[start]
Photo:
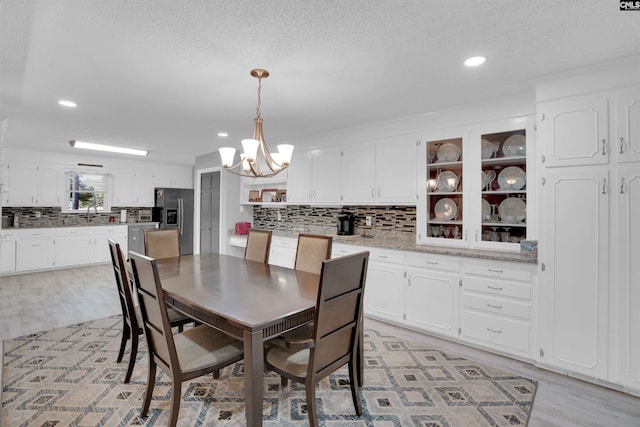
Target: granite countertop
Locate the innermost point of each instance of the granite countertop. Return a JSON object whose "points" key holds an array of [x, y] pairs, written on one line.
{"points": [[399, 241]]}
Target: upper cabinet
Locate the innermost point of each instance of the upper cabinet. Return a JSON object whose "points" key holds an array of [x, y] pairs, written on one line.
{"points": [[30, 184], [473, 186]]}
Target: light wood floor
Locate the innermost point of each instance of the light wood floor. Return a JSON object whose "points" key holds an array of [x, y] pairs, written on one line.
{"points": [[41, 301]]}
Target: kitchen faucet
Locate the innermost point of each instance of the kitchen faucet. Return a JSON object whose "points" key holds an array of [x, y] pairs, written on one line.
{"points": [[95, 208]]}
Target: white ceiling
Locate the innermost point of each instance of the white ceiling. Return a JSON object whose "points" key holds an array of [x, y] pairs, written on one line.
{"points": [[167, 75]]}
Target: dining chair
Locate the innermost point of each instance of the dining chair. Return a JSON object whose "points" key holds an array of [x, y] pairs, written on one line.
{"points": [[190, 354], [312, 250], [162, 242], [335, 337], [258, 245], [131, 320]]}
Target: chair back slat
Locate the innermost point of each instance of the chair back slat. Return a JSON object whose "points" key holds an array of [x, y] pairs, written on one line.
{"points": [[258, 245], [338, 311], [153, 310], [312, 250], [162, 243]]}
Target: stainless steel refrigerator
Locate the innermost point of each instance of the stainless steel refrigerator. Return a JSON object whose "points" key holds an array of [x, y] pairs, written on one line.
[end]
• WHAT IS REQUIRED
Render the records from the line that contains "Target: chair back slat" through the end of the records, inclusive, as a Markdown table with columns named Row and Text, skipping any blank lines.

• OUTPUT
| Row | Text |
|---|---|
| 1 | Target: chair back slat |
| 2 | Locate the innermost point of each instance of the chair back slat. Return a JSON object whose "points" key holds an array of [x, y] pairs, written on one line. |
| 3 | {"points": [[258, 245], [338, 311], [153, 310], [312, 250], [162, 243]]} |
| 4 | Target: stainless steel refrigerator |
| 5 | Locate the innermost point of each instance of the stainless steel refrigerator. Return a JSON object whose "points" key holds an array of [x, y] pairs, written on one line. |